- _Requirement_: The first line of the data below and every line after it, through the one with "Target: leather belt", must be transcribed without change.

- _Point localization data_:

[Start of Attachment]

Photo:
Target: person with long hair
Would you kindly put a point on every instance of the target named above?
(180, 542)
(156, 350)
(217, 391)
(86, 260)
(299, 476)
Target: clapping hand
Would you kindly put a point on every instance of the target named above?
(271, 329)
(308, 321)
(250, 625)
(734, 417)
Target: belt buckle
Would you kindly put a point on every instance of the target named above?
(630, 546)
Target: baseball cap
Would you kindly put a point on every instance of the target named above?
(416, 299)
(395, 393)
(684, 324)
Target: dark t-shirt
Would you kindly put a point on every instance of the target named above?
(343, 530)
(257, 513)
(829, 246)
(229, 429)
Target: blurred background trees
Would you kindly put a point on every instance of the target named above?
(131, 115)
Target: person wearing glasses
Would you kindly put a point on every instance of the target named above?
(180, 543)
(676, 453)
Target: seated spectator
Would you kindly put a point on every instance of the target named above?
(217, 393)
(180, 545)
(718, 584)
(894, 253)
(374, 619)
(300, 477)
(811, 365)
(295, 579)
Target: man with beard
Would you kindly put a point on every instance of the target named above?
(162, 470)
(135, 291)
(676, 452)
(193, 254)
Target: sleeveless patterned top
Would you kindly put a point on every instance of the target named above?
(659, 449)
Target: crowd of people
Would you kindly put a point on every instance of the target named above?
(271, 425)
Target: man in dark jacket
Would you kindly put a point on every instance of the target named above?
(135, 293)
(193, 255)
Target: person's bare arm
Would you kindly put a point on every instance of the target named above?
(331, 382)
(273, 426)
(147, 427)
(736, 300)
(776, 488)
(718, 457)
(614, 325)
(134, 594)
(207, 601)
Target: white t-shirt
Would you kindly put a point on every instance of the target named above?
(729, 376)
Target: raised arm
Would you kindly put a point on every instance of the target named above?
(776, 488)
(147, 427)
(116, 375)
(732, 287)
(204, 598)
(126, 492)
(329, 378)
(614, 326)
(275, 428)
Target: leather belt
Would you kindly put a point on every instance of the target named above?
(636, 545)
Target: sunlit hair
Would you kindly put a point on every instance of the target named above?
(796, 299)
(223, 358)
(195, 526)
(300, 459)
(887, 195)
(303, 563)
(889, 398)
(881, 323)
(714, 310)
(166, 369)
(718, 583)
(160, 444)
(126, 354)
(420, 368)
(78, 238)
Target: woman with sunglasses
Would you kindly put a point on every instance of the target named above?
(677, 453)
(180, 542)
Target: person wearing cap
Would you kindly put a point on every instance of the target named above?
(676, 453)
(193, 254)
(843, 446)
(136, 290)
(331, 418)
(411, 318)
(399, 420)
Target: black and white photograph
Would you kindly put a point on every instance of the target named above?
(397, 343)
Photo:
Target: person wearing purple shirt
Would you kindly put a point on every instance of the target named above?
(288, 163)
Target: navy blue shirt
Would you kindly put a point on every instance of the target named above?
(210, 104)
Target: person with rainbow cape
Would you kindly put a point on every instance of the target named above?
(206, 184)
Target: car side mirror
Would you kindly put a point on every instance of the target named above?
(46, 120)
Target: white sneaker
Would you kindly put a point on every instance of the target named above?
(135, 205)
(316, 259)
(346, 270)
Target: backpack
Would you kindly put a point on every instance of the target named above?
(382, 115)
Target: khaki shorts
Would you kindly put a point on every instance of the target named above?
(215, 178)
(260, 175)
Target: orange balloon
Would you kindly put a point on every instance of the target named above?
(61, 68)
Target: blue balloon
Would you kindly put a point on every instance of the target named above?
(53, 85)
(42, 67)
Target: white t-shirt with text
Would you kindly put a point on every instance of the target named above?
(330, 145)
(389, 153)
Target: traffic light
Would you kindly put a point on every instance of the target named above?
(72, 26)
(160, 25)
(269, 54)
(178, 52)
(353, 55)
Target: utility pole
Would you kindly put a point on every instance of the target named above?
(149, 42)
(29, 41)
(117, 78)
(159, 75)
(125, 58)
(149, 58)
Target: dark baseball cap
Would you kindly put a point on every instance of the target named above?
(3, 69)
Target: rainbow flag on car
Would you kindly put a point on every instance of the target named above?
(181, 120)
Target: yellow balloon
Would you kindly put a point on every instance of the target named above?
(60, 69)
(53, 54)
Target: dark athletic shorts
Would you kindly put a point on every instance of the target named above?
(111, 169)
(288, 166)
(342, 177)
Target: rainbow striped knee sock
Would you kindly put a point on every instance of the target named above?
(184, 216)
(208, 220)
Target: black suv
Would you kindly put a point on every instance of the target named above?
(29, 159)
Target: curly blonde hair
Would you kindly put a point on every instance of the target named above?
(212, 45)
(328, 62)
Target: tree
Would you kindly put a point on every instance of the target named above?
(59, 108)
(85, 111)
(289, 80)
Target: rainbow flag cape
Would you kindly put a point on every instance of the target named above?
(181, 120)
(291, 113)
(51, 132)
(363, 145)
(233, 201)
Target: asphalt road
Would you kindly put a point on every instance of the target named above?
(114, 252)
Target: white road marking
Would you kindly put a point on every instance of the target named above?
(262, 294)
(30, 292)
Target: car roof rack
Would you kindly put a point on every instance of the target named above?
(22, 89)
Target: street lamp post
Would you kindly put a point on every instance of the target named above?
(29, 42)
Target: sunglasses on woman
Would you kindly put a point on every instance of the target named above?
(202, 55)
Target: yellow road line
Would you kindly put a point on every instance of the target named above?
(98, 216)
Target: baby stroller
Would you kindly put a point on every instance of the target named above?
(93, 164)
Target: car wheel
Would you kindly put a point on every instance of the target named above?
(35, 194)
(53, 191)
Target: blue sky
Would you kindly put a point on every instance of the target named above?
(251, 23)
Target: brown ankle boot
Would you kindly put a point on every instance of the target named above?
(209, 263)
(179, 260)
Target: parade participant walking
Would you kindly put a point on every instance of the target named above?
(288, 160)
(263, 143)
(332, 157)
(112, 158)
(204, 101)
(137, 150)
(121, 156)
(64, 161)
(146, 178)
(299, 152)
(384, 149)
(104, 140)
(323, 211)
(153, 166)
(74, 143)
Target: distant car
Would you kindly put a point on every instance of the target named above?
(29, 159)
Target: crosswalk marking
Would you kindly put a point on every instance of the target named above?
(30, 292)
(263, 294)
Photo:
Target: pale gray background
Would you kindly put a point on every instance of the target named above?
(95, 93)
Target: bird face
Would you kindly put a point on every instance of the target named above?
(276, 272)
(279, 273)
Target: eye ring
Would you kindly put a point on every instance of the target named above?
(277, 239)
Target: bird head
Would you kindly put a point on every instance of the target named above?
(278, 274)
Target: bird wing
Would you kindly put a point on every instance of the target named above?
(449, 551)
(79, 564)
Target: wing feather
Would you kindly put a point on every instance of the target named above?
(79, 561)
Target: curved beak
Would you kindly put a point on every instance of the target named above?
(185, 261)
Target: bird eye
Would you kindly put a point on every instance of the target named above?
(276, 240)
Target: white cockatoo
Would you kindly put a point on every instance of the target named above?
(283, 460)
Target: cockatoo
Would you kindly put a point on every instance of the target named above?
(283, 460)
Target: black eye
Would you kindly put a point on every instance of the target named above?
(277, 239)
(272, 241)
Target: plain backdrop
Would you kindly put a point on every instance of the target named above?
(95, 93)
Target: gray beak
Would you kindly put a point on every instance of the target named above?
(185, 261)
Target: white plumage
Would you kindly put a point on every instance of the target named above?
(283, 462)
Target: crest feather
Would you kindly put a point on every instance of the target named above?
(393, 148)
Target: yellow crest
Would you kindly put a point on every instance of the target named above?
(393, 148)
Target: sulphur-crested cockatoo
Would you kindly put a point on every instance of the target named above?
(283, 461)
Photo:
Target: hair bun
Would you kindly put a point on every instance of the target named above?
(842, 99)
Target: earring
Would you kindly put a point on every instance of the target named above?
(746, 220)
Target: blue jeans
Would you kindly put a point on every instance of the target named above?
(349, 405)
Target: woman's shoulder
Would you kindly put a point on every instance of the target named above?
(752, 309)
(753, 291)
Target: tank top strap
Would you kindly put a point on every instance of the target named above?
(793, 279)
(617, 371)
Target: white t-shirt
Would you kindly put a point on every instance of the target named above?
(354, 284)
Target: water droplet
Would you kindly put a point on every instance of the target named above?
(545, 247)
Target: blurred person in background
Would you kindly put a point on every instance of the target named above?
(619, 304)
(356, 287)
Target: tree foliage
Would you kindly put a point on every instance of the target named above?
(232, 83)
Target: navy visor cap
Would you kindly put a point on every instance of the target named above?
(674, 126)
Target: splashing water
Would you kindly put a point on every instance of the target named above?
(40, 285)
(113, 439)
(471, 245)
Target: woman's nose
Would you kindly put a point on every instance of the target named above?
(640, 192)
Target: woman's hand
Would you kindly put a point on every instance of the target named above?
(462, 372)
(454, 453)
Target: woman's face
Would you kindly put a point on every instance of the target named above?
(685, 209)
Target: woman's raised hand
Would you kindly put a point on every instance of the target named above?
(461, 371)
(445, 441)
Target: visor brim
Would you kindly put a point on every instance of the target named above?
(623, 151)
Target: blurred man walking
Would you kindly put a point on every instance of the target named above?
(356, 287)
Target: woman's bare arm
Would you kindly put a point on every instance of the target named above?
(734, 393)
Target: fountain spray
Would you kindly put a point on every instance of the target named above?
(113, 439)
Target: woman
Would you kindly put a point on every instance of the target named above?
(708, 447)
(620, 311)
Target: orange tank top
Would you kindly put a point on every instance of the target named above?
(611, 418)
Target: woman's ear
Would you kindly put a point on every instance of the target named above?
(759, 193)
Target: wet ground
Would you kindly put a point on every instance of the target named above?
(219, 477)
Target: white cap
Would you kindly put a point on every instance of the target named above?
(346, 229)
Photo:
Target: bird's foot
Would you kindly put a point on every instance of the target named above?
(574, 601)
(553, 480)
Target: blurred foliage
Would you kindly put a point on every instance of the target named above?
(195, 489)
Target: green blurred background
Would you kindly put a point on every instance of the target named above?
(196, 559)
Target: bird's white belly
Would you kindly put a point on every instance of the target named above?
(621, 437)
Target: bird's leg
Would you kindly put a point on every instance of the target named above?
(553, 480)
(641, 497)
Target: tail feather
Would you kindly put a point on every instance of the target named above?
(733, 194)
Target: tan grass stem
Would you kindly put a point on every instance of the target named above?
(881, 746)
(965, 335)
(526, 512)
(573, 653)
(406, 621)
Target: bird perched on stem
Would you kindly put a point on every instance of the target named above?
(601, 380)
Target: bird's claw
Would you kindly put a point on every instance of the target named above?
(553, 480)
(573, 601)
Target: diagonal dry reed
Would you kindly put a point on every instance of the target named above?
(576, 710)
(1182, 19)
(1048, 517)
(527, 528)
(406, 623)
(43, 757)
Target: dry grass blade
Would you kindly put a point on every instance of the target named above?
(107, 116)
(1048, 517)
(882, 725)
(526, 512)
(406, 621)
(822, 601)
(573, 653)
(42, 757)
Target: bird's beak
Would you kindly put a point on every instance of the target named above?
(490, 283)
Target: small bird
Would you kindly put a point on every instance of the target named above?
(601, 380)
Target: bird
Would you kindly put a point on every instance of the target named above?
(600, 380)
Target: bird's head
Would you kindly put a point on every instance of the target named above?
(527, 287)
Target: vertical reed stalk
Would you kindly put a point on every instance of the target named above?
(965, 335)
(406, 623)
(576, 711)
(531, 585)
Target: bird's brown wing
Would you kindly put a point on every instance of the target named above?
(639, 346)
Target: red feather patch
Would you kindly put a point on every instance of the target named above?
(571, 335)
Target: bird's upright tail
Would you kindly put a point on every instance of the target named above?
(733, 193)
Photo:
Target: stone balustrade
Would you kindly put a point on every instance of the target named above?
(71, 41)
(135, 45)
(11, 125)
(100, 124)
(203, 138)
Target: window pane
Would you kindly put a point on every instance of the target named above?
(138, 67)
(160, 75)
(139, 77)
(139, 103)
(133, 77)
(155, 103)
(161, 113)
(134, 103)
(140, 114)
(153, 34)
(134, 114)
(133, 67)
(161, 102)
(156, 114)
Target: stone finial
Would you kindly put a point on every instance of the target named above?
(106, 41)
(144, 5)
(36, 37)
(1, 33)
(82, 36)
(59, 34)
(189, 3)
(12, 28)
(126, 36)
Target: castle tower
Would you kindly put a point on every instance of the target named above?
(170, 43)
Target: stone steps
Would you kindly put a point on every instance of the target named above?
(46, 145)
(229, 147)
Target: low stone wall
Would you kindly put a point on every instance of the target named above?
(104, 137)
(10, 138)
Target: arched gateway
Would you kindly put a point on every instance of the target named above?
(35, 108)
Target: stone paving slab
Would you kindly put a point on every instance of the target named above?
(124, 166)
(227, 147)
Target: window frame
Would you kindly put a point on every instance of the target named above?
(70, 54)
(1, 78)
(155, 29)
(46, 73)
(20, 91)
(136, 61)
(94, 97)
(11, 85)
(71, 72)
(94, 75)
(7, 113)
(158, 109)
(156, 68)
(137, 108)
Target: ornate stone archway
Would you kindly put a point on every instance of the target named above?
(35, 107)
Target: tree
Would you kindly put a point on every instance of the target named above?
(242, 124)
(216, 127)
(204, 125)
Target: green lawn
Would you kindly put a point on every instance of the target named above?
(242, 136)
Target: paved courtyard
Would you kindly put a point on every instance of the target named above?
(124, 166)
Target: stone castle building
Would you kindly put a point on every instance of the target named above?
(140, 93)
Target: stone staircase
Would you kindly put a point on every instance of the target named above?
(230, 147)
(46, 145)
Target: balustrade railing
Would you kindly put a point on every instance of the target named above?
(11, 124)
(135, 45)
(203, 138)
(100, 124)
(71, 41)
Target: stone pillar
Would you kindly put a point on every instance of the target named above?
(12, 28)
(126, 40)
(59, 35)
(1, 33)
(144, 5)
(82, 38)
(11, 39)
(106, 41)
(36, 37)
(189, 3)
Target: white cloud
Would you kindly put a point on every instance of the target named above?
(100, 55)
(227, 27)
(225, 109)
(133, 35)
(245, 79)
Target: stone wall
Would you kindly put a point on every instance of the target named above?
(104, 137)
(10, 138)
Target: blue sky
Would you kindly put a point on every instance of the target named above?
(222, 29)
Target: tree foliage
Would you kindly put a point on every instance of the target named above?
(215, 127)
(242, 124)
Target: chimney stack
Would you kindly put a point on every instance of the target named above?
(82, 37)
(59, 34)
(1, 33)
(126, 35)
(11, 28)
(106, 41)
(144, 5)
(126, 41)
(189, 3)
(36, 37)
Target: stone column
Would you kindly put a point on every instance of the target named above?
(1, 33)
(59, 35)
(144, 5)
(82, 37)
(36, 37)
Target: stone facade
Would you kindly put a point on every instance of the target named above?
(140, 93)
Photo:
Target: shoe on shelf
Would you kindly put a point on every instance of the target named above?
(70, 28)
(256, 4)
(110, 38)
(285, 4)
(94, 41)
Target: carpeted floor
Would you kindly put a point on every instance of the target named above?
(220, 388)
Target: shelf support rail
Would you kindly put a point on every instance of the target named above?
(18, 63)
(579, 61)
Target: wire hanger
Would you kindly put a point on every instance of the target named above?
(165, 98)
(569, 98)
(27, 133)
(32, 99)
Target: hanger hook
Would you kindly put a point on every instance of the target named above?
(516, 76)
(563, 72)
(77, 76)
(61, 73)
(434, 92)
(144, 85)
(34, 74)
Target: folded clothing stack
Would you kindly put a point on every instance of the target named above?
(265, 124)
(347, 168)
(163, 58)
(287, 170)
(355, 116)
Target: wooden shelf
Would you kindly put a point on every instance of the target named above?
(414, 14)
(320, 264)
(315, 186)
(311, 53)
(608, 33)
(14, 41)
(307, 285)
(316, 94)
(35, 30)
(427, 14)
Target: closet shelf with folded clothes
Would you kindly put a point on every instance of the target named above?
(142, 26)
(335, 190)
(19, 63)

[End of Attachment]

- _Result for this exercise_:
Photo:
Target: person with long hair
Would you kindly put a point on every instance of the target named above?
(180, 542)
(156, 350)
(217, 391)
(86, 260)
(299, 476)
Target: clapping hand
Would you kindly put a point on every instance of the target named above?
(271, 329)
(308, 321)
(250, 625)
(734, 417)
Target: belt buckle
Would you kindly put a point on every instance of the target named above?
(630, 546)
Target: baseball cap
Would you kindly put a point on every instance of the target named above?
(416, 299)
(395, 393)
(684, 324)
Target: dark t-shirt
Would you kindly put a point on every instance of the target named above?
(343, 530)
(257, 513)
(829, 246)
(229, 429)
Target: blurred background trees
Would you kindly put a point on every instance of the target named above?
(131, 115)
Target: person wearing glasses
Would you kindly put a point on every instance of the target named above?
(180, 543)
(676, 453)
Target: seated spectator
Would you kindly put a point on every instance of the target named above?
(217, 393)
(180, 545)
(718, 584)
(894, 253)
(374, 619)
(300, 477)
(811, 365)
(295, 579)
Target: man with beard
Would you kindly put a point on every instance of the target named above?
(162, 470)
(135, 291)
(676, 452)
(193, 254)
Target: sleeveless patterned top
Would you kindly put a point on every instance of the target named above?
(659, 449)
Target: crowd of people
Would you kindly put a point on every instance of the target named above?
(271, 425)
Target: man in dark jacket
Would you kindly put a point on every instance of the target named above?
(135, 293)
(193, 255)
Target: person's bare arm
Would you kindly put a point on every instance of the target named above?
(331, 382)
(273, 426)
(147, 427)
(736, 300)
(776, 488)
(718, 457)
(614, 325)
(134, 594)
(207, 601)
Target: white t-shirt
Would you kindly put a point on every instance of the target named above?
(729, 376)
Target: raised arm
Would you kindly put a point on every instance of the target named above?
(776, 488)
(147, 427)
(116, 375)
(732, 287)
(204, 598)
(126, 492)
(329, 378)
(614, 326)
(275, 428)
Target: leather belt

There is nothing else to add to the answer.